▸ **Task to complete**: Please name the two Republican board members who are stepping down, according to the school board passage below.

▸ **Excerpted passage**:
====

A lot of attention and roadside signage has been given to the Board of Education, with 10 Republican candidates running for four District 2 seats, five Democratic candidates running for two District 1 seats and 11 candidates running for three at-large seats.
All nine seats are open this year. And with several incumbents choosing not to run, the school board will undergo a significant change.
Current board members who are stepping down include Republicans Dana Caudill Jones and Marilyn Parker as well as Democrats Malishai Woodbury, Andrea Bramer and Elisabeth Motsinger. We’re grateful for their service and dedication and hope those who replace them will follow in their footsteps.
We offer no endorsements for primary elections, but we do offer this general perspective for the school board races:
As COVID-19 continues to fade into the background — we hope — our students face significant challenges. They’ve all suffered the effects of sequestration, remote learning, mask-wearing and social-distancing, which has put them behind academically and socially.
Some candidates have cast aspersions on members of the school board for what they feel were deficient decisions.
But Monday morning quarterbacking is easy. More difficult was making decisions in real time when the short-term severity and long-term consequences of COVID were unknown — and while under pressure from unhappy parents, some of whom were led astray about the severity and risk of COVID by malcontented cable TV personalities.
School board members also had to deal with pressure from teachers, bus drivers and other school employees who at times felt their safety wasn’t being prioritized. And they had to take into consideration students who had special needs and students who belonged to at-risk groups.

====

▸ **Collection entries**:
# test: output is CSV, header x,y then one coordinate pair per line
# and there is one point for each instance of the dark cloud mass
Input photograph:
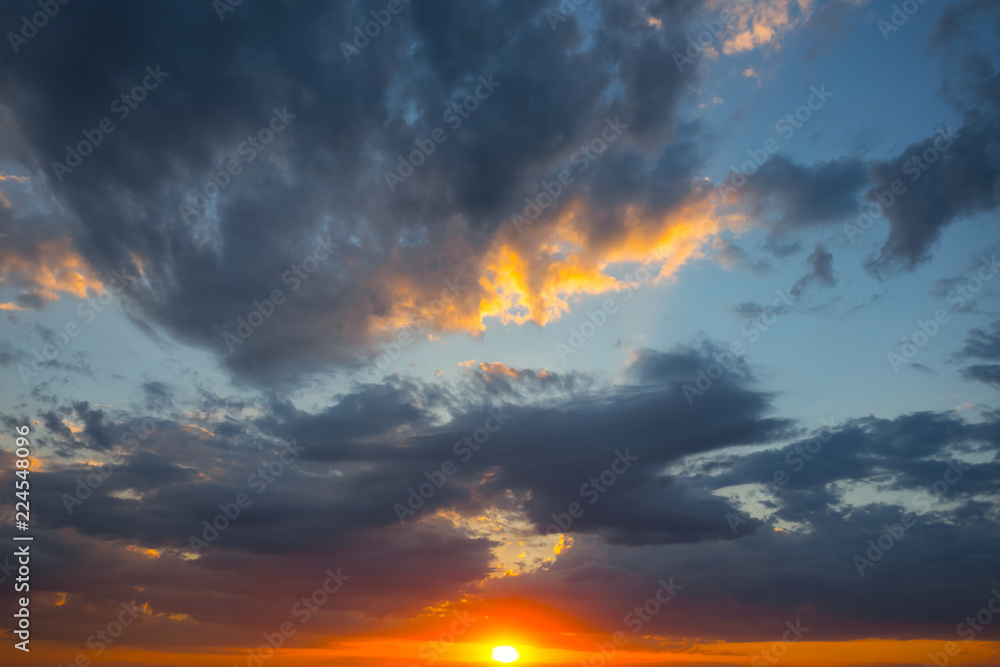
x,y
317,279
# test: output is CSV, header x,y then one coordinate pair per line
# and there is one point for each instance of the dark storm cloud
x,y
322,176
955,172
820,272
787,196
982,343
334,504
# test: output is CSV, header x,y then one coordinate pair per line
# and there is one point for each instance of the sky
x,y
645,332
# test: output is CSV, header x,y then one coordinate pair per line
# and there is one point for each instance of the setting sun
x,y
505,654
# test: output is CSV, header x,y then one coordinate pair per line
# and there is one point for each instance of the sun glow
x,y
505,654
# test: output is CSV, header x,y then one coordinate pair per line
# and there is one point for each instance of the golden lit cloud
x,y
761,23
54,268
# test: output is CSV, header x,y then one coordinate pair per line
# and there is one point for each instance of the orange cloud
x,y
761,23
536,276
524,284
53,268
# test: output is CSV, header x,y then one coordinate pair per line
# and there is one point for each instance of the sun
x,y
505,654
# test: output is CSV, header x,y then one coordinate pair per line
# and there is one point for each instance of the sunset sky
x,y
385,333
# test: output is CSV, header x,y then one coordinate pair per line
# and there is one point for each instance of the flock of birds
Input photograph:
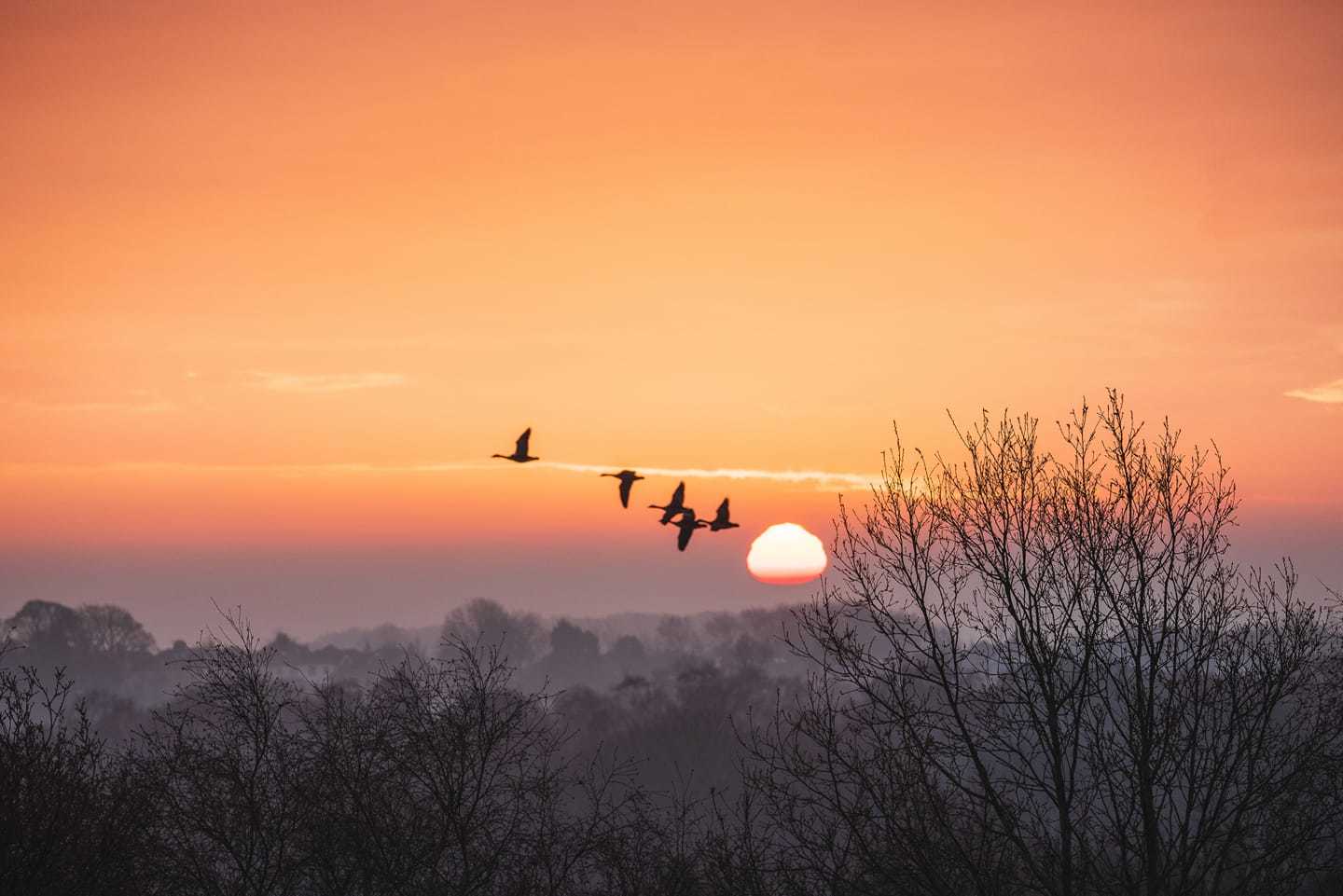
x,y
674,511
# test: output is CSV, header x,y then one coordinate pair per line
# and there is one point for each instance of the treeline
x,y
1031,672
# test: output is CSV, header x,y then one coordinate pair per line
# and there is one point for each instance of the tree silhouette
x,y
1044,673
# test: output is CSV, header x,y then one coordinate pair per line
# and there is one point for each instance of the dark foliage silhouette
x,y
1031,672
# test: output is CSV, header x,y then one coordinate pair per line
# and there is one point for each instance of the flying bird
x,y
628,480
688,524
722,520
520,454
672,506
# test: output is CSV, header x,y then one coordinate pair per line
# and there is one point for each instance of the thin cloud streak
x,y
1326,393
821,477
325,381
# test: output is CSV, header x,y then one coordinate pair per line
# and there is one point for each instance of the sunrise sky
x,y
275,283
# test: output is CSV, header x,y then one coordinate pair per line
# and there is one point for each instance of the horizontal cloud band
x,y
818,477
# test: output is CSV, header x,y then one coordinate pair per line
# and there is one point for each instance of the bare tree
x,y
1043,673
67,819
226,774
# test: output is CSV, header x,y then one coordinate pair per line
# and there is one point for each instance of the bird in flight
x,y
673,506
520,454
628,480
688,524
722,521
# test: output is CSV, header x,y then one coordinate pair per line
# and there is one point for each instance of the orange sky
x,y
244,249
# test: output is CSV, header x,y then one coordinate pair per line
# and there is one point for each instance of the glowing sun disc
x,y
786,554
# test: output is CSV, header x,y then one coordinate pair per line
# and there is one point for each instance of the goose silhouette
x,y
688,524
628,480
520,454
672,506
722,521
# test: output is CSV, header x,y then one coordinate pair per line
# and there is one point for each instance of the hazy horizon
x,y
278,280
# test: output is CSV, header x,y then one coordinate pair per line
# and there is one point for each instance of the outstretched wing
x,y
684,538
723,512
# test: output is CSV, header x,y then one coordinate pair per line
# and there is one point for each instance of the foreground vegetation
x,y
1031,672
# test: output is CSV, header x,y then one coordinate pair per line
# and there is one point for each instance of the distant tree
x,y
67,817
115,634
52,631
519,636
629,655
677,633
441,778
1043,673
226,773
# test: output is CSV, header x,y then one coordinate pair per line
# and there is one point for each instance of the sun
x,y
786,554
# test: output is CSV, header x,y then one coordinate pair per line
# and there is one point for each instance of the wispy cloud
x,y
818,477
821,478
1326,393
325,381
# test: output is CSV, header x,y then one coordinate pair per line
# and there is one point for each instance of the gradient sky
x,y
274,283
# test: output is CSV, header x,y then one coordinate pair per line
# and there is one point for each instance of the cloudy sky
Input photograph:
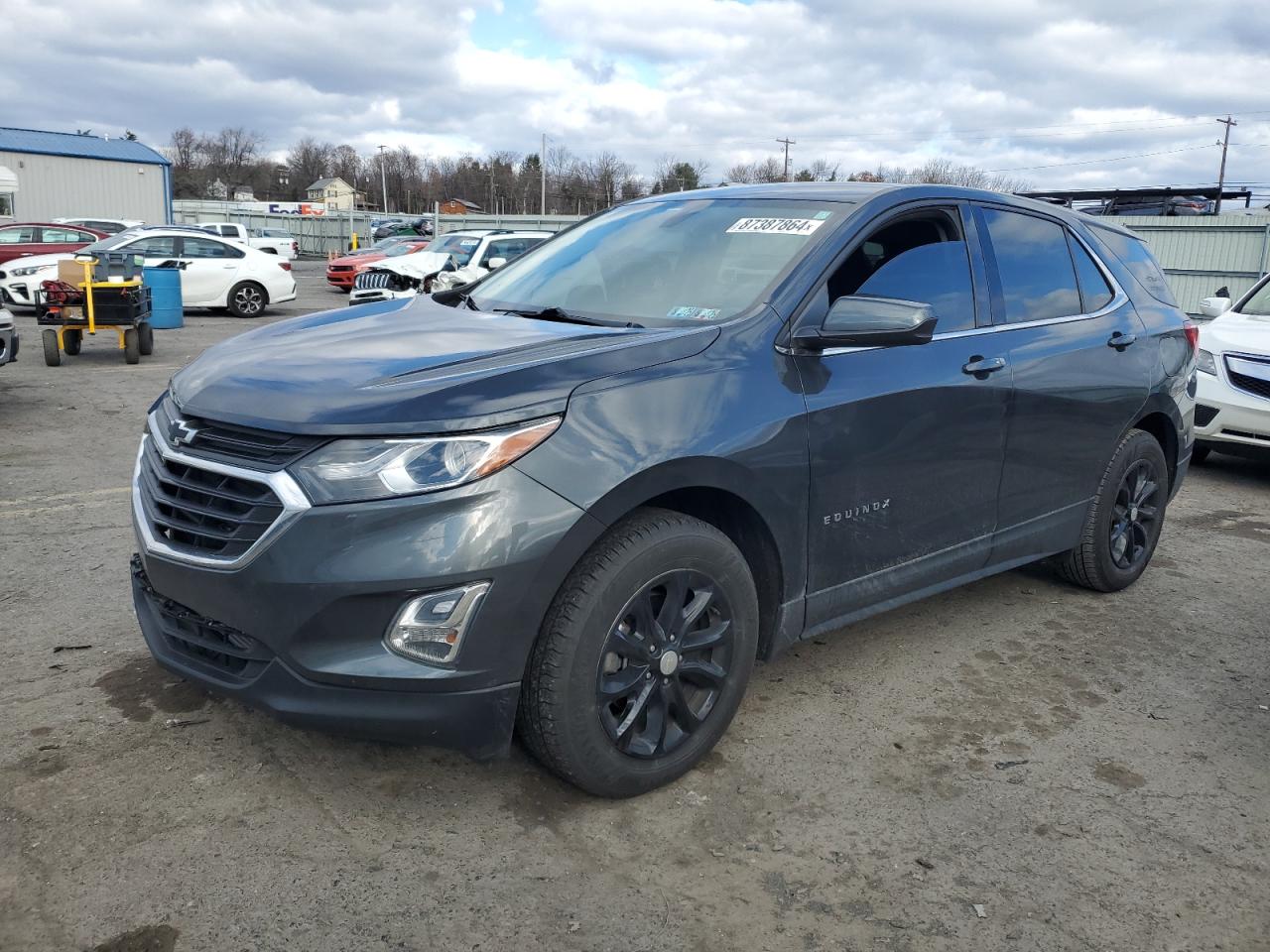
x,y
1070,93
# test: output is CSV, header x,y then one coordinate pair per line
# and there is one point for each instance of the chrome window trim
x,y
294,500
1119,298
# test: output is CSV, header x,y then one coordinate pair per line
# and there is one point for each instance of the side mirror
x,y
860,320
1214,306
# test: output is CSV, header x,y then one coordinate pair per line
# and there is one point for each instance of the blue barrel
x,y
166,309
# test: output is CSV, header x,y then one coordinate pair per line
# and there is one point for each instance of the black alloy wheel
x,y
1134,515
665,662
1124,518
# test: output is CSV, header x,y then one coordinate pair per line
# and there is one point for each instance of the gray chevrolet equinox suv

====

▸ **Exercise response**: Dana Caudill Jones and Marilyn Parker.